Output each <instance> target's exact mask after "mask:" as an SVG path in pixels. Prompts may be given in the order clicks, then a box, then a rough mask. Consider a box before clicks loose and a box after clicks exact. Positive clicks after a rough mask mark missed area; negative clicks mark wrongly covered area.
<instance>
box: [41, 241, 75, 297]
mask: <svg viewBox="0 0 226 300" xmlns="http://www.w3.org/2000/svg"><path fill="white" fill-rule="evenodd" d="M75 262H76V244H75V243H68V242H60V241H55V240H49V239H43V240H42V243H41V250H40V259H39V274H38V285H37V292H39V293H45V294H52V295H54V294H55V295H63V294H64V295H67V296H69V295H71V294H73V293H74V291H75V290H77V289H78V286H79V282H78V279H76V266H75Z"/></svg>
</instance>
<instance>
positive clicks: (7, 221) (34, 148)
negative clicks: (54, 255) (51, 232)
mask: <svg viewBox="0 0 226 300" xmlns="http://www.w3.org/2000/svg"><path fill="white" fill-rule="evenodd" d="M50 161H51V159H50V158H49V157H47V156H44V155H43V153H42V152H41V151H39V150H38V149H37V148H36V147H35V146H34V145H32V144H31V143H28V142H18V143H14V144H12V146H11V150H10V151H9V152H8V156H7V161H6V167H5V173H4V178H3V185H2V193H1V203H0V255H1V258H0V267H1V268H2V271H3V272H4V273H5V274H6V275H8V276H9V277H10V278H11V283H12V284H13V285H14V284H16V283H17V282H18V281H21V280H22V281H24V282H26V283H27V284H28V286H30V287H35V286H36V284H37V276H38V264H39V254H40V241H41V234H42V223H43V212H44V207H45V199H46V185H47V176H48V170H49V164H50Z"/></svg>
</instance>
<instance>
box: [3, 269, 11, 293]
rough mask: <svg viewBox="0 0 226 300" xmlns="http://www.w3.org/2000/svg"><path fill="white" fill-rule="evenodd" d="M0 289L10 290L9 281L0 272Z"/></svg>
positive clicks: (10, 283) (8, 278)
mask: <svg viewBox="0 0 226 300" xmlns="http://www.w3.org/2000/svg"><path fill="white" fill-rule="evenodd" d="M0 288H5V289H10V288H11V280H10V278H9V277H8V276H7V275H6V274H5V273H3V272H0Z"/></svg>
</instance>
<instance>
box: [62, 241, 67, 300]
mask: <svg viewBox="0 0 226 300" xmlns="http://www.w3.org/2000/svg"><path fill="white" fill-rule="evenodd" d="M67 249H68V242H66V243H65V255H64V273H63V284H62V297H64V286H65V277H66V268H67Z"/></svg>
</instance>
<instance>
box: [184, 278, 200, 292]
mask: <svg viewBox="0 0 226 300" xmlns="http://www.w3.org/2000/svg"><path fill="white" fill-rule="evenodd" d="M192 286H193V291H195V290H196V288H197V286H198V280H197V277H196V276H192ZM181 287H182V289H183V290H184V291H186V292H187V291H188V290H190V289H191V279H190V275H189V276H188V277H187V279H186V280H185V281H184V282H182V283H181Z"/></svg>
* * *
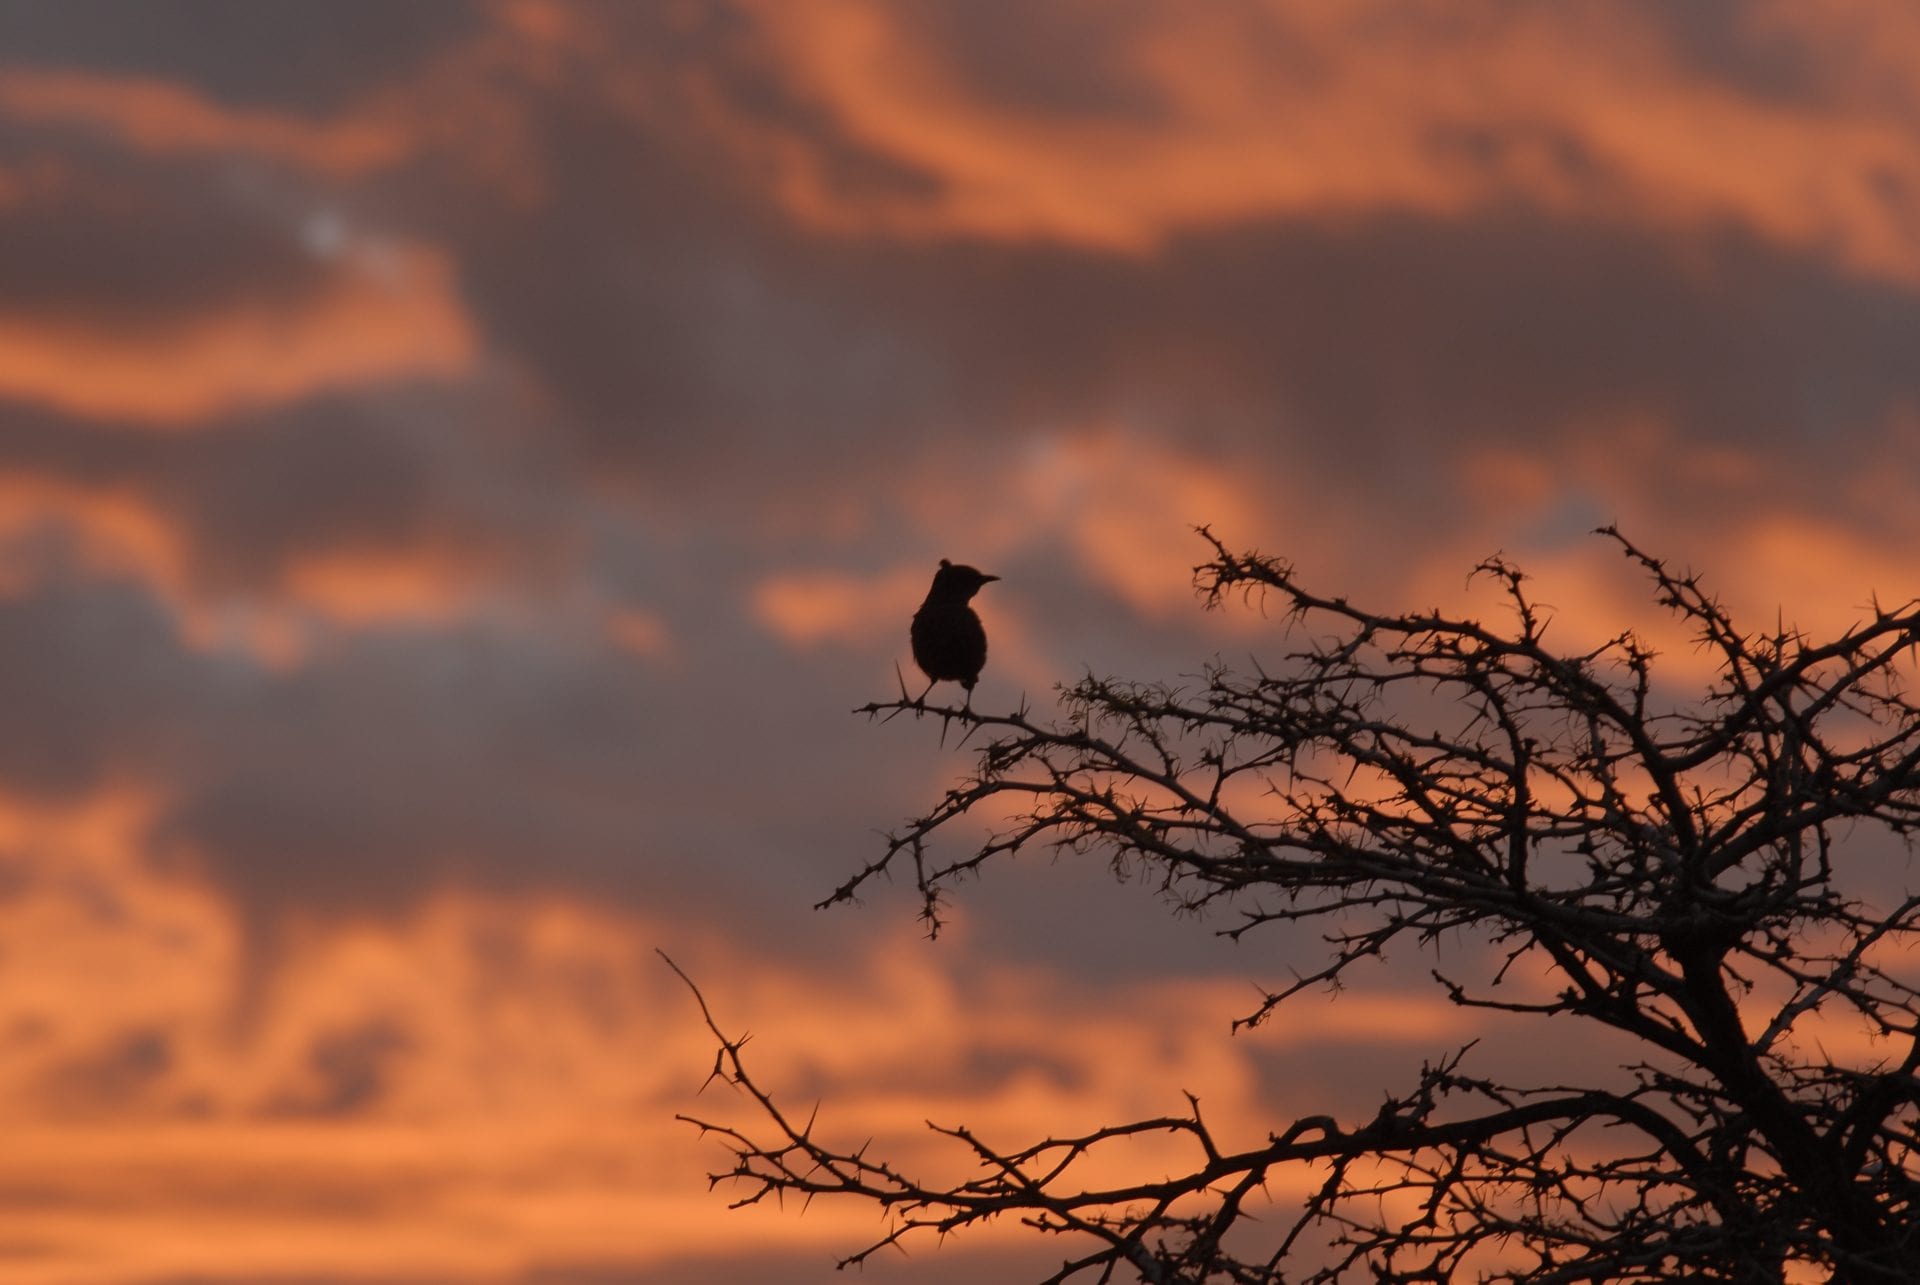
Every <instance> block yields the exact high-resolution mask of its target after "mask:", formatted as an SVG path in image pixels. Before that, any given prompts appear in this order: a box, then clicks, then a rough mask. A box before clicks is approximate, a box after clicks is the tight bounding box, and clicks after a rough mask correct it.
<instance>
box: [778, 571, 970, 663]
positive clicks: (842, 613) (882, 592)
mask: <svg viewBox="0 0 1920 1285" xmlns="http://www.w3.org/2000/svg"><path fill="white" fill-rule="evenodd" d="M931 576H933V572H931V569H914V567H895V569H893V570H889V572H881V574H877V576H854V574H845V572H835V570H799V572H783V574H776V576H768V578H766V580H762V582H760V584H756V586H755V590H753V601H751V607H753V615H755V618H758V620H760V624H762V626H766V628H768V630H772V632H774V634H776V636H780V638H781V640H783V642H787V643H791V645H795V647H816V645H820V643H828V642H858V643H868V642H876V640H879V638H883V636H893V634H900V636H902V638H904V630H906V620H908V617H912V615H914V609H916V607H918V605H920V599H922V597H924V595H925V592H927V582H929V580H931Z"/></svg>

## What you should do
Format the lines above, from the one containing "Every <instance> block" through the one containing "positive clicks: (842, 613) (882, 592)", as a JSON list of strings with one string per line and blank lines dropped.

## Exercise result
[
  "Every <instance> block yields the exact high-resolution mask of its target after \"mask:\", formatted as an SVG path in image pixels. Before that, any given prompts appear in this order: a box, then clicks, then a rough mask. A box before clicks is approximate, a box after clicks is the tight bounding box, and clicks after a rough mask correct it.",
  "<instance>",
  "box: [778, 571, 970, 663]",
  "positive clicks: (842, 613) (882, 592)"
]